Goal of the exercise
Return word for word the lines below, from the line containing "Check that each instance of the rocky" through the line containing "<point>736,270</point>", with both of those lines included.

— Begin Supplied entries —

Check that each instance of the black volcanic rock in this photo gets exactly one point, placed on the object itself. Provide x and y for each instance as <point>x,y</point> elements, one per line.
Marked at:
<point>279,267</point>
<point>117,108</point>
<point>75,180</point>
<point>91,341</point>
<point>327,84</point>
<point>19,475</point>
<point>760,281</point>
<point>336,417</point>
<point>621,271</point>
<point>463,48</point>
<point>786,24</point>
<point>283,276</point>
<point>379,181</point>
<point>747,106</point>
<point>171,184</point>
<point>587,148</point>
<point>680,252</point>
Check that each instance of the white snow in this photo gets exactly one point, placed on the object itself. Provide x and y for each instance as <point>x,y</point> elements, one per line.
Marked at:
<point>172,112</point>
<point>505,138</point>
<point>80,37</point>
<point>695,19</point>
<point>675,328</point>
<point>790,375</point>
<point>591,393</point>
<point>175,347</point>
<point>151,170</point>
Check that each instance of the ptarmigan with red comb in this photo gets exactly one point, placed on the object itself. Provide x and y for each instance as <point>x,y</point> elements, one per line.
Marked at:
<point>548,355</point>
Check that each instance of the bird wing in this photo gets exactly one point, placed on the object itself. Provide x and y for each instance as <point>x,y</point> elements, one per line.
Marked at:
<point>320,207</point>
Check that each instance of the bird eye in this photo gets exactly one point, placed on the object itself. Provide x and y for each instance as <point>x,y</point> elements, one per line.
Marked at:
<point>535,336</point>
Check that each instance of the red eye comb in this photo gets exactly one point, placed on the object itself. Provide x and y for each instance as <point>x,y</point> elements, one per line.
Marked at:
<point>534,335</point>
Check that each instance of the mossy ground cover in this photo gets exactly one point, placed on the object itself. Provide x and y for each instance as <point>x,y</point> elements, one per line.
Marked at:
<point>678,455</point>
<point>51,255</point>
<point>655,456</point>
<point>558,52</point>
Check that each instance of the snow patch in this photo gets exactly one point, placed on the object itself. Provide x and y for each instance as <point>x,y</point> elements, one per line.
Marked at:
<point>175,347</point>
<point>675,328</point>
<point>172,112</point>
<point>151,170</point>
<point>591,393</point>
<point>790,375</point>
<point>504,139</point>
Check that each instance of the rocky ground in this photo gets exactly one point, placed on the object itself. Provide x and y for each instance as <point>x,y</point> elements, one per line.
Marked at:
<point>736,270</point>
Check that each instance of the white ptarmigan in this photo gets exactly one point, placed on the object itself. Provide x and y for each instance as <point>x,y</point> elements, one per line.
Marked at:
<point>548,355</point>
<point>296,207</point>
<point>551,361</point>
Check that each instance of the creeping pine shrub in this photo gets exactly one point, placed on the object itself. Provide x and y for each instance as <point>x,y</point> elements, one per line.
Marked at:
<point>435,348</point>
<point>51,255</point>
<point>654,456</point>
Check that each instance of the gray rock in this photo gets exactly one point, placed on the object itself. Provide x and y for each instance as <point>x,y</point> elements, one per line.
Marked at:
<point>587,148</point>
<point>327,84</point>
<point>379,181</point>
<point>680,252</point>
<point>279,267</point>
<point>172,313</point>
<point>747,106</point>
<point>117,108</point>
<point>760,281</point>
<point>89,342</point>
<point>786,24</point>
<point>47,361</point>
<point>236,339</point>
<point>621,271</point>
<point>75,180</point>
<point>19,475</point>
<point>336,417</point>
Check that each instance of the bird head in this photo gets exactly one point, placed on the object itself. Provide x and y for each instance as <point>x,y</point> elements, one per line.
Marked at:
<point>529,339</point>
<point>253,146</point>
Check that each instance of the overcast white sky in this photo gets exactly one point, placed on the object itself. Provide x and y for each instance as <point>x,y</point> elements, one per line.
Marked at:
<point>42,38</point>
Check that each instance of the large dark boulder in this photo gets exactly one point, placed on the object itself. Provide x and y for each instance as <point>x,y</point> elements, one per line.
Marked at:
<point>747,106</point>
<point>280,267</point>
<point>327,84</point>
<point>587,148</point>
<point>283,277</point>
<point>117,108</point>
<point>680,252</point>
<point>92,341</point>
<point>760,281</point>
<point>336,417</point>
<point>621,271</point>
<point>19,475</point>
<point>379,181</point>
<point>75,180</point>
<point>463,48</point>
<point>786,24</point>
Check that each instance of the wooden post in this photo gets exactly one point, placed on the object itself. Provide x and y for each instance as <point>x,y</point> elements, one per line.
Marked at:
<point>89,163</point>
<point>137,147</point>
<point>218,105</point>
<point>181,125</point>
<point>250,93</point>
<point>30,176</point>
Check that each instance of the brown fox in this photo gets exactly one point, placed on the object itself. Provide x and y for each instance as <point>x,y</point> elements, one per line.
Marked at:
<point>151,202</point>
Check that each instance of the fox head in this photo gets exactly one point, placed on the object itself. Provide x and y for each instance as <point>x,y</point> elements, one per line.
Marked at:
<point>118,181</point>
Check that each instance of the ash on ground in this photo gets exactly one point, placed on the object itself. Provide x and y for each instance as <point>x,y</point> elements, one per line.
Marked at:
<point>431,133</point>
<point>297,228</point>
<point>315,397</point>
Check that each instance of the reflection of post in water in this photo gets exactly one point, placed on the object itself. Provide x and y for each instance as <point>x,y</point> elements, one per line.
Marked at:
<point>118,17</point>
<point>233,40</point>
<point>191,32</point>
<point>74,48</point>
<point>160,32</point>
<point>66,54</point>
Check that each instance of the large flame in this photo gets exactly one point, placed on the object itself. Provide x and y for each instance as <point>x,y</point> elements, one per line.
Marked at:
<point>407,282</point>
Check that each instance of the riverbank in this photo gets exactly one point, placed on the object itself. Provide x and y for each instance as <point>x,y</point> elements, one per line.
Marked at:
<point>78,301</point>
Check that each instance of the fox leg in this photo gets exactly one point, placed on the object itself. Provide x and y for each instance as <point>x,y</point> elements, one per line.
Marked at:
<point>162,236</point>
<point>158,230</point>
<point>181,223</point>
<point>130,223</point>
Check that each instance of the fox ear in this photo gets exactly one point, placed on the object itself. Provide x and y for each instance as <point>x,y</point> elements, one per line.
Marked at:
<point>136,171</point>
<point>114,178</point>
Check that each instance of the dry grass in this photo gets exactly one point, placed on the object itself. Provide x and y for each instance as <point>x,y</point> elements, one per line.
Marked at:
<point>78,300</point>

— End Supplied entries —

Result for this exercise
Check that each instance of the rocky ground in this photo gets exactly one point, placed on the object itself. Provide x and y for each instance as <point>x,y</point> elements, one per line.
Marked at:
<point>736,270</point>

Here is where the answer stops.